* [QUESTIONS ON THE MATERIAL]:
A. List the fields that the passage on proteomics says differ from one another only in throughput.
B. Extend the passage on proteomics and PCR, picking up after its final sentence.

* [SUPPLIED TEXT]:
###

The second part is we've acquired and licensed a group of technologies around the rapid purification of very small protein and DNA samples. And this is really what people talk about when they talk about proteomics. Proteomics is really just high throughput protein biology. People used to call this stuff biology, and now they call it proteomics. We had genomics before that, and that was also called biology before people called it genomics. And really, the difference between biology and proteomics and genomics is simply throughput. People are sort of industrializing the approach to both genomics, which has really pretty much been done now. Most of the breakthroughs there have been done with the sequencing of the human genome, and the market is starting to focus more on proteomics, or the understanding of proteins.

This group of technologies we acquired and licensed is really three different approaches to doing high throughput purification of very small samples. And if you allow me to just explain for a moment, the big difference between genomics and proteomics is that there is no equivalent of PCR for proteins. If you're familiar with PCR, it's what enables you to amplify a single strand of DNA and make essentially a trillion copies of it. So if you have a piece of DNA and you don't have enough to analyze, you can always make more, and you're basically cloning it each time you go through the PCR process so you get a very large quantity of a very pure piece of DNA.

###

* [EXTRACTED ENTRIES]:

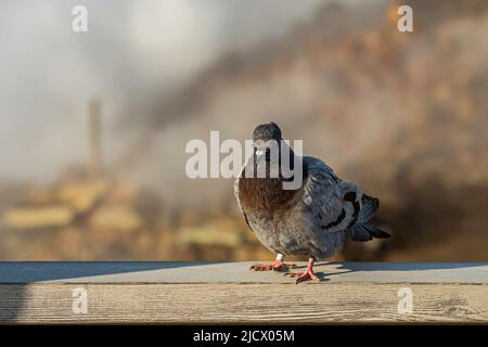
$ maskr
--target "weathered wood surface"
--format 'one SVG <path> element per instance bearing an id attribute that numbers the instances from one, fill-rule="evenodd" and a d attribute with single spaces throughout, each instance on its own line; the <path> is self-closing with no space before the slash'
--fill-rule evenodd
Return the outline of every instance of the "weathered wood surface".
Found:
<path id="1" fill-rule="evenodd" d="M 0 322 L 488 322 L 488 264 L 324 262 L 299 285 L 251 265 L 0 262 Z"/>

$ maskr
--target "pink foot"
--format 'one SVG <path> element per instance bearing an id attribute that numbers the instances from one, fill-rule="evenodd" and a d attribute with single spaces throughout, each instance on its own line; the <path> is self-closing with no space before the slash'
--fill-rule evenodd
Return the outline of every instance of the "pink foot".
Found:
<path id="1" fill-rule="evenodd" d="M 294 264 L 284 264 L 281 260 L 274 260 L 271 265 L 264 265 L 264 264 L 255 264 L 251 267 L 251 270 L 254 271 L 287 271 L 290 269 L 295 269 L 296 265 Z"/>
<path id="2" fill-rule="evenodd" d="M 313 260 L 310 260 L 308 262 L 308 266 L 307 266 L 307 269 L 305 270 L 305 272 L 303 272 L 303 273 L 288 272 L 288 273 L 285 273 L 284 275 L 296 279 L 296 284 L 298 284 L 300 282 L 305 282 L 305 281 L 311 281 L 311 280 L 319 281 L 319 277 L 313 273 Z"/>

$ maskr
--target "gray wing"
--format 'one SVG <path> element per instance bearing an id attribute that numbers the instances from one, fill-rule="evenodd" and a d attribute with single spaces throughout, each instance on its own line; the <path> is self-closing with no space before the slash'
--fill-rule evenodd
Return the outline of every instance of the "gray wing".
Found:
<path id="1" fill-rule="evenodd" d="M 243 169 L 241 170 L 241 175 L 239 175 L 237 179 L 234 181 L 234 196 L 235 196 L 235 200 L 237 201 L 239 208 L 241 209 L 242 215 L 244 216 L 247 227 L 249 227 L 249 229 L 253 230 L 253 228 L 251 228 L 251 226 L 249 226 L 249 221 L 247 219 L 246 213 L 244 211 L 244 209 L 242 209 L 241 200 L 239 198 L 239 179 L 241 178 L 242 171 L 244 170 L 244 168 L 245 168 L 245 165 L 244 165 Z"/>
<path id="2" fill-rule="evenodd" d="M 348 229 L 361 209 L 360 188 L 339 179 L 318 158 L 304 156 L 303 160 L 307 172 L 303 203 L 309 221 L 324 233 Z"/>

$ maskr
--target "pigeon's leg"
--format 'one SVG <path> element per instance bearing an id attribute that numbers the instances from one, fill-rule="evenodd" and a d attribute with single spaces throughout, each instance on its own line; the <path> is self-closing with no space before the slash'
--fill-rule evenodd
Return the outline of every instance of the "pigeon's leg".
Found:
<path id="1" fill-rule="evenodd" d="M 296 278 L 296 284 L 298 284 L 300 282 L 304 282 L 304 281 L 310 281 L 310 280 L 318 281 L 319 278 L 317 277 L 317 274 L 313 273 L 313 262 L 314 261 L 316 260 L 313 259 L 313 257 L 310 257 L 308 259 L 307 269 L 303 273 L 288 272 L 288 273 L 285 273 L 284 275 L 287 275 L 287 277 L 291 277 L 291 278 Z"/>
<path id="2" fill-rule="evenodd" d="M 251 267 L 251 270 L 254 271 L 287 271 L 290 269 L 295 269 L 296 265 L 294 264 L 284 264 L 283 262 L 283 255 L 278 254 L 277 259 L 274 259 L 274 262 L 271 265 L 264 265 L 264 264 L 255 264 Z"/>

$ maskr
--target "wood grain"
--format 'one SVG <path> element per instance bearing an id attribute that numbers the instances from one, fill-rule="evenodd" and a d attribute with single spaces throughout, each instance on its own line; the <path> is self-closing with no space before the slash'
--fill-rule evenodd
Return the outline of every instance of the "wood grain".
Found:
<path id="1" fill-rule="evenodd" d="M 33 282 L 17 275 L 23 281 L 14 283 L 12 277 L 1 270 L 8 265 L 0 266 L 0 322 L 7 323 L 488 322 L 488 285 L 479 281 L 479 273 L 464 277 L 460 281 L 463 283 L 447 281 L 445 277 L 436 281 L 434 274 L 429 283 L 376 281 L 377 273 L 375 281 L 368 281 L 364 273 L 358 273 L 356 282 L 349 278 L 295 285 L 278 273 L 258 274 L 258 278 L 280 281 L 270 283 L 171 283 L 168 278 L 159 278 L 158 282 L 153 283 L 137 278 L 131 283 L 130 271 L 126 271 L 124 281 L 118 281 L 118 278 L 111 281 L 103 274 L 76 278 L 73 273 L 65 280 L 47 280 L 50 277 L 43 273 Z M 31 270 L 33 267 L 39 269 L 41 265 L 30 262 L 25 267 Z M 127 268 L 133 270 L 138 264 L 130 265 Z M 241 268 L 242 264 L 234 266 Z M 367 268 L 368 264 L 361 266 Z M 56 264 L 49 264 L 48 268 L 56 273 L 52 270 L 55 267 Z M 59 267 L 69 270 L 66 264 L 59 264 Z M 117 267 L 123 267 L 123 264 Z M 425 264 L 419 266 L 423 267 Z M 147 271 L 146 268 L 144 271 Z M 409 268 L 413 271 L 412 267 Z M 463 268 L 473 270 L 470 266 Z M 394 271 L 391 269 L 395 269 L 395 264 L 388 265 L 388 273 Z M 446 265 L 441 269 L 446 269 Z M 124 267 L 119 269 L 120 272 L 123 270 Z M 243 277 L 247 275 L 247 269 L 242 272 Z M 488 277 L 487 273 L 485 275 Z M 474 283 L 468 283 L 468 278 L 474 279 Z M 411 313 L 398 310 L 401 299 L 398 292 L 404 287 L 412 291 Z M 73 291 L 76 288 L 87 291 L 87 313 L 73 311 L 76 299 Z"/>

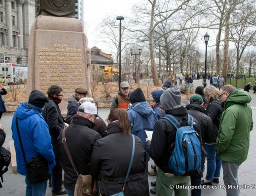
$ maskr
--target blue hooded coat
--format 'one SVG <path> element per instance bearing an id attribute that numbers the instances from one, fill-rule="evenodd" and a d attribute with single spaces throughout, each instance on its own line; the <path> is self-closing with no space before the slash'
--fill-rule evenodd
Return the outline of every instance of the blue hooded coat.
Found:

###

* [TASK RESPONSES]:
A. Biology, proteomics, genomics

B.
For proteins there is no comparable process, so when you're dealing with proteins you have to deal with them in the native quantities that they occur in. So if you've got a small piece of tissue, maybe a biopsy from a cancer patient, or you've got a blood sample or something that you think has interesting proteins in it, you have to deal with them in extremely small quantities. And that's why all of these technologies that we've acquired or licensed in the protein and DNA purification area particularly focus on effective purification at very, very low sample volumes, plus they're all designed for automation. So the whole idea is to be able to do very rapid, high throughput purification of very small protein and DNA samples. So those two pieces together are what we call our proteomics business.

TWST: What's the potential there? What kind of growth can you see as this business expands over the next few years?

Mr. Green: That's a very good question. According to Strategic Directions the market size today for DNA and protein sample preparations is in the $300 to $350 million range today. They project it to grow quickly. Today that's primarily DNA, which is primarily driven by plasmid DNA preparation, which is the business that made Qiagen famous. That's really what put them on the map is plasmid DNA preparation.

So the bulk of the market today is DNA because genomics has been the trend for the last few years. But we see the emergence of a new segment of high throughput protein purification, which is very small today. A lot of people are talking about doing high throughput protein production and purification but very few people are actually doing it. But we believe that it's absolutely essential. It's inevitable that all the big pharmaceutical companies and the biotech companies will start moving into high throughput protein production, and when they do they'll need to do high throughput protein purification.

TWST: Why isn't it being done much today?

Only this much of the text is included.